Phrase grounding data
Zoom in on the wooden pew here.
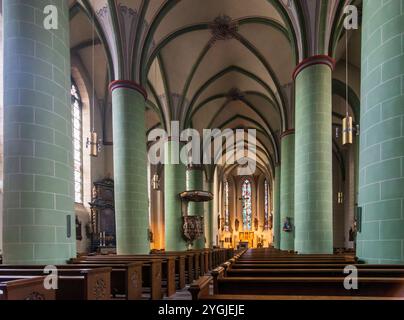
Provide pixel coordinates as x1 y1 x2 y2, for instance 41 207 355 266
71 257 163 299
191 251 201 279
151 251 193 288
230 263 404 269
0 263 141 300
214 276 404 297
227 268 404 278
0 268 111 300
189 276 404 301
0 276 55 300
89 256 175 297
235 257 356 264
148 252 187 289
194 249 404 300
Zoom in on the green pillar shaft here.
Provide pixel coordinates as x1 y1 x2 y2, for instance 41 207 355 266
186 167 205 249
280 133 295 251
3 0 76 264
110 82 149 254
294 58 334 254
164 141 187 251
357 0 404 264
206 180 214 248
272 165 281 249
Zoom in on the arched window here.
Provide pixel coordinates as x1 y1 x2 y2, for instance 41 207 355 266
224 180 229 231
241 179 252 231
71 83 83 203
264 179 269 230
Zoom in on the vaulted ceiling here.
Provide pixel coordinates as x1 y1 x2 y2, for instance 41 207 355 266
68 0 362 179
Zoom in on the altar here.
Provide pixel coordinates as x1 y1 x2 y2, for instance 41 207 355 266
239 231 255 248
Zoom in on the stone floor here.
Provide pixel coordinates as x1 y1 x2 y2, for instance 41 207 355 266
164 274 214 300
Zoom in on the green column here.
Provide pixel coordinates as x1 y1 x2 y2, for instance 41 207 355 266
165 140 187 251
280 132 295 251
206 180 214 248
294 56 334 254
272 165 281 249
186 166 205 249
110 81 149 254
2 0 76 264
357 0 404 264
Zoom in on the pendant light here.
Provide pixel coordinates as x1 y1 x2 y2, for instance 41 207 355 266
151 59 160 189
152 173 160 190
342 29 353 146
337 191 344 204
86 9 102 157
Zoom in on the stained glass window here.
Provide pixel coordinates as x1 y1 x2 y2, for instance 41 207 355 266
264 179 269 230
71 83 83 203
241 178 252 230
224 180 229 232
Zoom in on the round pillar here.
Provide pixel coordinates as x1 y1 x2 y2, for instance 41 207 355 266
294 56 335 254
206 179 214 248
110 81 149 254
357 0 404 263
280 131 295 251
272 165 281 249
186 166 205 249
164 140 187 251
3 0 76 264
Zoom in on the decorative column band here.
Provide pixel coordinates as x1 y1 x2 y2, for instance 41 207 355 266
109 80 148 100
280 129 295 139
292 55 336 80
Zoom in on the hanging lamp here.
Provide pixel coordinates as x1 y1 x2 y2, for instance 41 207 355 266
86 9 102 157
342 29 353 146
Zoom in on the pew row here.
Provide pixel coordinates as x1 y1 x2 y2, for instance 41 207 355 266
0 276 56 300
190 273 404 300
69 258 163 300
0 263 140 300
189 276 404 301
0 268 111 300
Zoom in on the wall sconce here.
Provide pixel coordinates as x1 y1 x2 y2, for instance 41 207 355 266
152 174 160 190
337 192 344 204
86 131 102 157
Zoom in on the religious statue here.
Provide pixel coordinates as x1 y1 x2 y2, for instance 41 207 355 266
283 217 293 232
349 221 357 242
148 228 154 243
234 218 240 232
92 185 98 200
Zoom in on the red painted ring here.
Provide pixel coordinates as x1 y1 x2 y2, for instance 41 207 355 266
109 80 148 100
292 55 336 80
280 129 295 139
...
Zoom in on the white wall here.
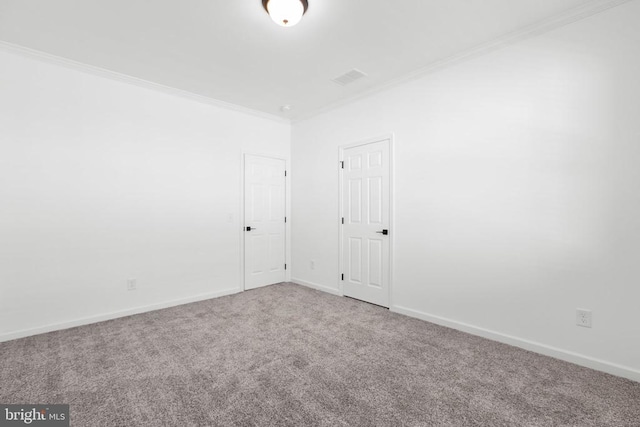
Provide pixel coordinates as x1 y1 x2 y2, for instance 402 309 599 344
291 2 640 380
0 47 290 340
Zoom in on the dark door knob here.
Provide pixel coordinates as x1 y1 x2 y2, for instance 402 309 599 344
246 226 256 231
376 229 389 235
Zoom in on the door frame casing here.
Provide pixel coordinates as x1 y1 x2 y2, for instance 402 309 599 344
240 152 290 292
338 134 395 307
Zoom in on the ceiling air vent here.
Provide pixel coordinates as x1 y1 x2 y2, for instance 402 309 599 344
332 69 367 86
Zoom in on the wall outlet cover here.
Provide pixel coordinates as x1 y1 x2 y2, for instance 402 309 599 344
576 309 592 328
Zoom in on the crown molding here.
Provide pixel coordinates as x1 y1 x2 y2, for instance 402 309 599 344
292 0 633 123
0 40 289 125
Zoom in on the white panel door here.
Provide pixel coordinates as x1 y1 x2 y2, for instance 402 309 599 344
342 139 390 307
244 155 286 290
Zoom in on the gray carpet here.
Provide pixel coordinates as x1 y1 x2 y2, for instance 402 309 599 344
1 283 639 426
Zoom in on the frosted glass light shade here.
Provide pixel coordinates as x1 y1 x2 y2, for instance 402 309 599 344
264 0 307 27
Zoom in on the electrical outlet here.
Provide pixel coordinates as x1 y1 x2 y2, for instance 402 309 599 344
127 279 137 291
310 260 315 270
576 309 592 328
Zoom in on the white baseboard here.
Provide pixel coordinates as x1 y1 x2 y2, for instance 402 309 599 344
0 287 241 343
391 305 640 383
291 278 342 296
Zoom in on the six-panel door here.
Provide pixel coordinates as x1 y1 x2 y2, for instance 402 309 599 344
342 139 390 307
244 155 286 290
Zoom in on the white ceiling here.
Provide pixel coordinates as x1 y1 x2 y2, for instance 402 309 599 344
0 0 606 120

What you have to do ->
Output, from the data above, the lines from the line with "Zoom in on the round pillar here." to the line with "Zoom in on the decorative column band here." exactly as they stand, both ends included and nothing else.

Task output ->
Zoom in on the round pillar here.
Provide pixel coordinates as x1 y1 x2 y2, for instance 41 207 355 266
294 56 335 254
206 179 214 248
110 81 149 254
357 0 404 263
280 131 295 251
272 165 281 249
186 166 205 249
164 140 187 251
3 0 76 264
Zoom in on the decorative column band here.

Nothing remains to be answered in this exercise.